§ Requirement: Rewrite the stretch of the data from the line containing "Mark every instance of the mint" through the end of the data, changing "club shaft" to "putter shaft" and leaving everything else as it stands.

§ Task input:
========

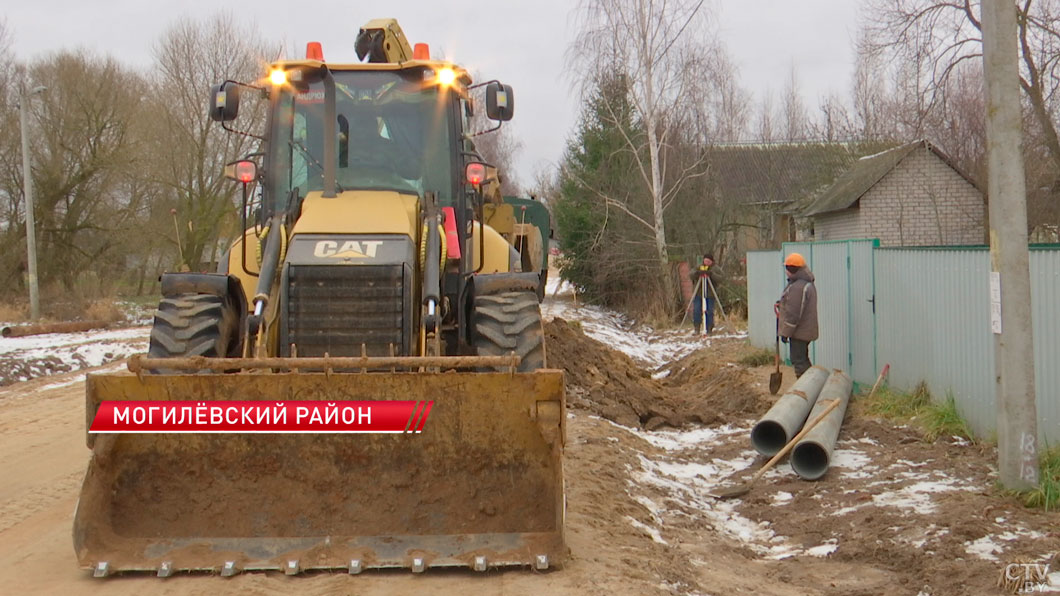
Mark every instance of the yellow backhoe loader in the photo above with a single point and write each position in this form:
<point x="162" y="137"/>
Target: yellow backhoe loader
<point x="365" y="273"/>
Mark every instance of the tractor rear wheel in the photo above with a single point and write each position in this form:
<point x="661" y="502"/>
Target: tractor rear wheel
<point x="510" y="321"/>
<point x="194" y="325"/>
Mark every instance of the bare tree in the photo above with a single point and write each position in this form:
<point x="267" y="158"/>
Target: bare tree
<point x="83" y="152"/>
<point x="766" y="119"/>
<point x="188" y="151"/>
<point x="653" y="42"/>
<point x="939" y="40"/>
<point x="728" y="109"/>
<point x="796" y="118"/>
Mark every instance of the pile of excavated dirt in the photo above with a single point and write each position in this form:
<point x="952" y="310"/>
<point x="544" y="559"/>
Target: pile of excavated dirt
<point x="695" y="389"/>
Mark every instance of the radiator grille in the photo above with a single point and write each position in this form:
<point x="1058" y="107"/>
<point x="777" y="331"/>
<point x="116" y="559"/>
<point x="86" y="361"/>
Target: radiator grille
<point x="335" y="309"/>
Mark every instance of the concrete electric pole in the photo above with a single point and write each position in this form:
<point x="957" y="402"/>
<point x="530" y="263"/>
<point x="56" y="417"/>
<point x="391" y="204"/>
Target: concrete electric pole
<point x="31" y="233"/>
<point x="1009" y="260"/>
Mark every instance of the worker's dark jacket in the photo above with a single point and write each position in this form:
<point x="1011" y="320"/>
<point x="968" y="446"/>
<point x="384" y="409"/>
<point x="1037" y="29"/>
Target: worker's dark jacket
<point x="798" y="308"/>
<point x="699" y="272"/>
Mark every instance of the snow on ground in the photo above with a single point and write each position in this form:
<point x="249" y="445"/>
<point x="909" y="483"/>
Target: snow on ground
<point x="41" y="345"/>
<point x="22" y="358"/>
<point x="639" y="342"/>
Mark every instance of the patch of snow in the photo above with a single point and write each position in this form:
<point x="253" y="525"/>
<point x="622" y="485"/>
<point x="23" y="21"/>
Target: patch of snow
<point x="782" y="497"/>
<point x="917" y="496"/>
<point x="914" y="463"/>
<point x="67" y="383"/>
<point x="846" y="510"/>
<point x="43" y="345"/>
<point x="984" y="548"/>
<point x="855" y="460"/>
<point x="640" y="343"/>
<point x="654" y="532"/>
<point x="824" y="549"/>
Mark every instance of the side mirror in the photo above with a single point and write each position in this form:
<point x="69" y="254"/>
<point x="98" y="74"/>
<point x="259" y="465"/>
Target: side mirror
<point x="242" y="171"/>
<point x="499" y="102"/>
<point x="475" y="173"/>
<point x="224" y="102"/>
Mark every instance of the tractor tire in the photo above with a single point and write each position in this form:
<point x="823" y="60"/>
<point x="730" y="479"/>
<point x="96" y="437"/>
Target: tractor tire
<point x="194" y="325"/>
<point x="509" y="321"/>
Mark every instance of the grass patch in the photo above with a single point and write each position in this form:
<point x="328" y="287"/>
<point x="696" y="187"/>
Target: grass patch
<point x="897" y="405"/>
<point x="934" y="419"/>
<point x="1047" y="493"/>
<point x="757" y="357"/>
<point x="943" y="420"/>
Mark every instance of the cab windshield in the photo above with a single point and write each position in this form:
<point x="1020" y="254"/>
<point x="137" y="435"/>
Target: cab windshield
<point x="391" y="134"/>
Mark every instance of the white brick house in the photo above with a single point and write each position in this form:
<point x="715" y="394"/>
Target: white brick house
<point x="911" y="195"/>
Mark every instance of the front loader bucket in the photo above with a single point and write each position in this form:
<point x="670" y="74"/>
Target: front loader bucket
<point x="480" y="487"/>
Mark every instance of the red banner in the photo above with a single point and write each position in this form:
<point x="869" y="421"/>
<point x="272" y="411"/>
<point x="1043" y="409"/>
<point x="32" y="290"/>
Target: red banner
<point x="262" y="417"/>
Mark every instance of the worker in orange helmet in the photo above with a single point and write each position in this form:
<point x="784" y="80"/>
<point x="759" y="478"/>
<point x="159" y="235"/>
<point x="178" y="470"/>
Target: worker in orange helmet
<point x="797" y="312"/>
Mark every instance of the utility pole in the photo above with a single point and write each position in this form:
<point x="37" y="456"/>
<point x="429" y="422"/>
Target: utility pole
<point x="31" y="233"/>
<point x="1009" y="260"/>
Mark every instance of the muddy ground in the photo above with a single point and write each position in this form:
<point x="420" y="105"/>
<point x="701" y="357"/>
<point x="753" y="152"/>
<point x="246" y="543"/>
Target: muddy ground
<point x="896" y="514"/>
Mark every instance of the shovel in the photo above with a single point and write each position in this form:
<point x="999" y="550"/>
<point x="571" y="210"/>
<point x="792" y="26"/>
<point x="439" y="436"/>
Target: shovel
<point x="743" y="489"/>
<point x="776" y="377"/>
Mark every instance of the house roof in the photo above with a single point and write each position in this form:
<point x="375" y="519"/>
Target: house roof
<point x="865" y="173"/>
<point x="782" y="173"/>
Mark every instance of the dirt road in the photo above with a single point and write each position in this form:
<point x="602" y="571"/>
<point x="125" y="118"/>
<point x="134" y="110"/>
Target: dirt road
<point x="896" y="514"/>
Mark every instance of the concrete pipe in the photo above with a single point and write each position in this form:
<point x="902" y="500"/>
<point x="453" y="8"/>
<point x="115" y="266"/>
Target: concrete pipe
<point x="812" y="456"/>
<point x="783" y="420"/>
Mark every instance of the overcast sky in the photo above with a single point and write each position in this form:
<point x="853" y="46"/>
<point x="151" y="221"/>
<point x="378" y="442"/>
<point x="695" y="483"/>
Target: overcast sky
<point x="523" y="42"/>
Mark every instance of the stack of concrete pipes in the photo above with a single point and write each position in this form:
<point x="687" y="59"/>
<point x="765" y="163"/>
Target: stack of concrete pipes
<point x="805" y="401"/>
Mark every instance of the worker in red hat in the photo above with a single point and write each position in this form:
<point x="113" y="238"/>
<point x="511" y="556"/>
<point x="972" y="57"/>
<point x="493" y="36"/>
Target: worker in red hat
<point x="797" y="310"/>
<point x="705" y="280"/>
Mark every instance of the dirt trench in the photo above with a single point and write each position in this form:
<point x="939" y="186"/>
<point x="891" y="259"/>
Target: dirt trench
<point x="635" y="524"/>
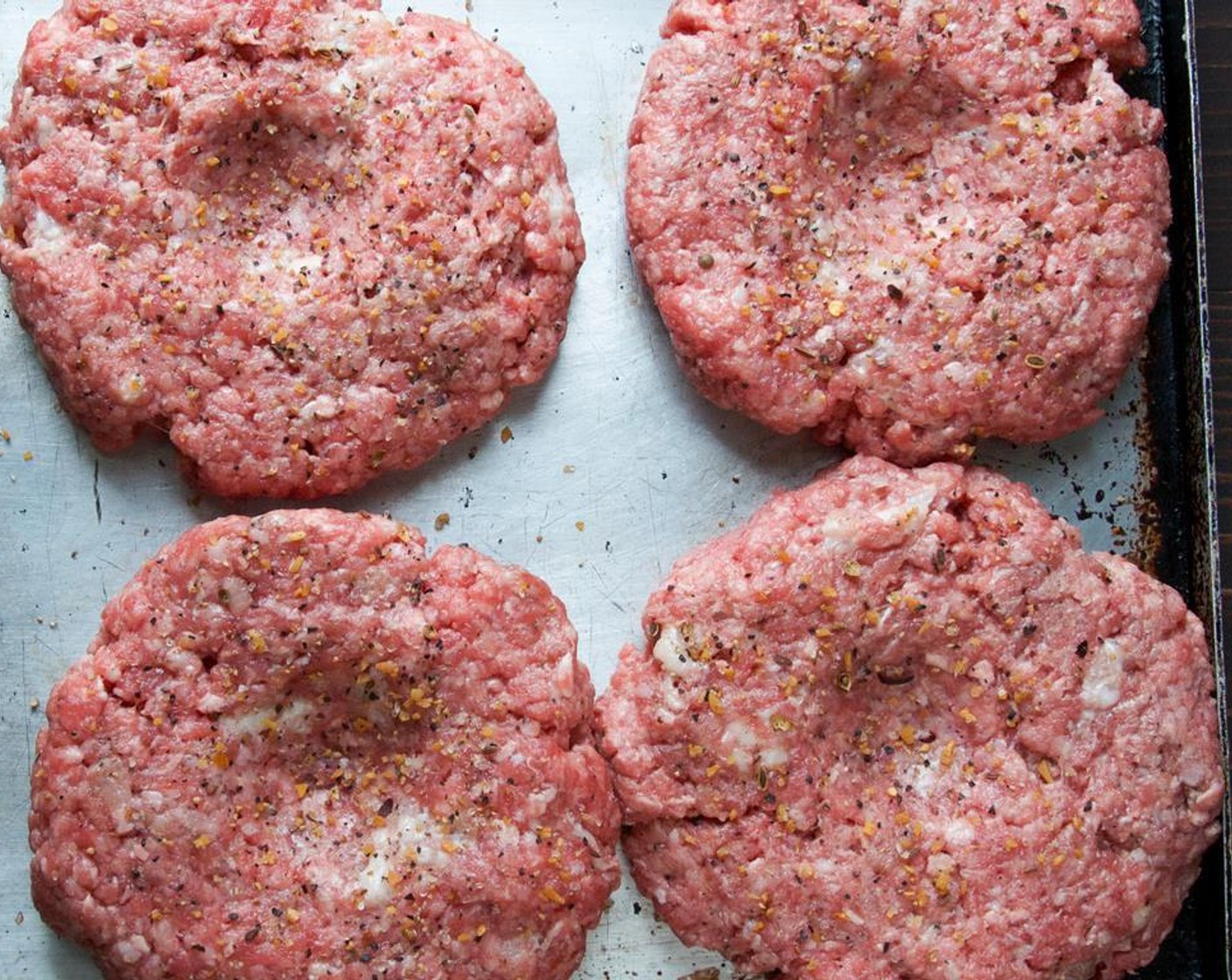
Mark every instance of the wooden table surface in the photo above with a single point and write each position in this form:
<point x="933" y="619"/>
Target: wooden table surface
<point x="1214" y="94"/>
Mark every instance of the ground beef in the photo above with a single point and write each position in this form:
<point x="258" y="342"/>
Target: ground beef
<point x="900" y="725"/>
<point x="302" y="748"/>
<point x="900" y="226"/>
<point x="307" y="243"/>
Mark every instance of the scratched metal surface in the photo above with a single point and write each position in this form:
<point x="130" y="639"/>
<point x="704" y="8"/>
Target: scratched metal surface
<point x="615" y="467"/>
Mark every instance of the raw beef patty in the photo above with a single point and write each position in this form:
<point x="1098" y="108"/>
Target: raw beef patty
<point x="900" y="226"/>
<point x="307" y="243"/>
<point x="900" y="726"/>
<point x="302" y="748"/>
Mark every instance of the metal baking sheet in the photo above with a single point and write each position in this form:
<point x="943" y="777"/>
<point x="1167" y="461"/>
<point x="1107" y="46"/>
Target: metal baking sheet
<point x="613" y="470"/>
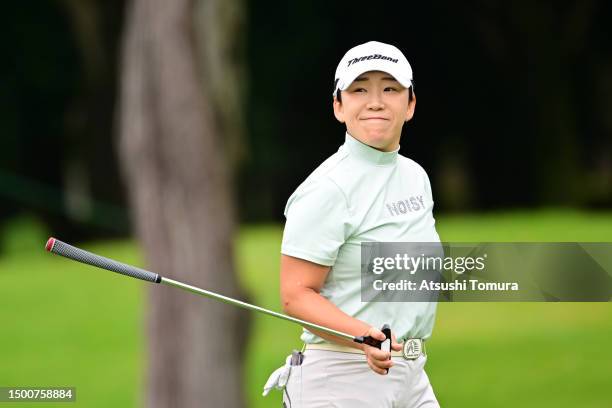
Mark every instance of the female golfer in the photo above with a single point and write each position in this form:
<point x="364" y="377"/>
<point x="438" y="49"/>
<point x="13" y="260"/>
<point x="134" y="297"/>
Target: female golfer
<point x="364" y="192"/>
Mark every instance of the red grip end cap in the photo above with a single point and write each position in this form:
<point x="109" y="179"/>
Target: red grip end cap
<point x="50" y="243"/>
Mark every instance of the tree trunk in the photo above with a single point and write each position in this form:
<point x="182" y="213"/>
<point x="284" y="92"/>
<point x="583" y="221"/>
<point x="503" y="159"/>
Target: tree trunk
<point x="178" y="183"/>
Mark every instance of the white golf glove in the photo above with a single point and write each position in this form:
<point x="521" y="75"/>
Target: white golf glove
<point x="278" y="379"/>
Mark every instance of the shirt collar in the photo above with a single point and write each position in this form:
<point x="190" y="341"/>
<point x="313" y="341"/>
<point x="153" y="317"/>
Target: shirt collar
<point x="368" y="153"/>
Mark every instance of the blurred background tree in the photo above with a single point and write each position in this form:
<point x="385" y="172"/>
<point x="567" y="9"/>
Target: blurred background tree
<point x="176" y="136"/>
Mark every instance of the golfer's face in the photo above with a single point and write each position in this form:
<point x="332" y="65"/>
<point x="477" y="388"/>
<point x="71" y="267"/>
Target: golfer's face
<point x="374" y="109"/>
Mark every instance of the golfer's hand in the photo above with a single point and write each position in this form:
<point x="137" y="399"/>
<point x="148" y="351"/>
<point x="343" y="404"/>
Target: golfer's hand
<point x="378" y="360"/>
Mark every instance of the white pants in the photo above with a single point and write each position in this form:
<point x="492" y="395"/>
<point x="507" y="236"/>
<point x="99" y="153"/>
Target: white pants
<point x="343" y="380"/>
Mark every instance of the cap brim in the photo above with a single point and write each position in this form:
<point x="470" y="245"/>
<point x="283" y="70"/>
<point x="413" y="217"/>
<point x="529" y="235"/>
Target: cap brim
<point x="375" y="65"/>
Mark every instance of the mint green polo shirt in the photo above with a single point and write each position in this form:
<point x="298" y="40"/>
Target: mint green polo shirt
<point x="361" y="194"/>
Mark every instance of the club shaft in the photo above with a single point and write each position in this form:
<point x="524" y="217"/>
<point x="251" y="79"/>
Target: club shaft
<point x="248" y="306"/>
<point x="80" y="255"/>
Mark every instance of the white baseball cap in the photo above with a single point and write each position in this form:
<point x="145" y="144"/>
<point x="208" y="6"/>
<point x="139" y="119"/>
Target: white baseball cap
<point x="372" y="56"/>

========

§ Final result:
Mark every instance of the mint green polo shirt in the photo above with a single point and write each position in this form:
<point x="298" y="40"/>
Target: mint green polo shirt
<point x="361" y="194"/>
Mark every instance of the putter shaft in the photo above with a single point and write each position in this form:
<point x="524" y="217"/>
<point x="251" y="79"/>
Target: putter shaft
<point x="248" y="306"/>
<point x="80" y="255"/>
Mark every instance of the white baseball cap in the photo above with a single point and write each position in this form:
<point x="145" y="144"/>
<point x="208" y="6"/>
<point x="139" y="119"/>
Target: white baseball cap
<point x="372" y="56"/>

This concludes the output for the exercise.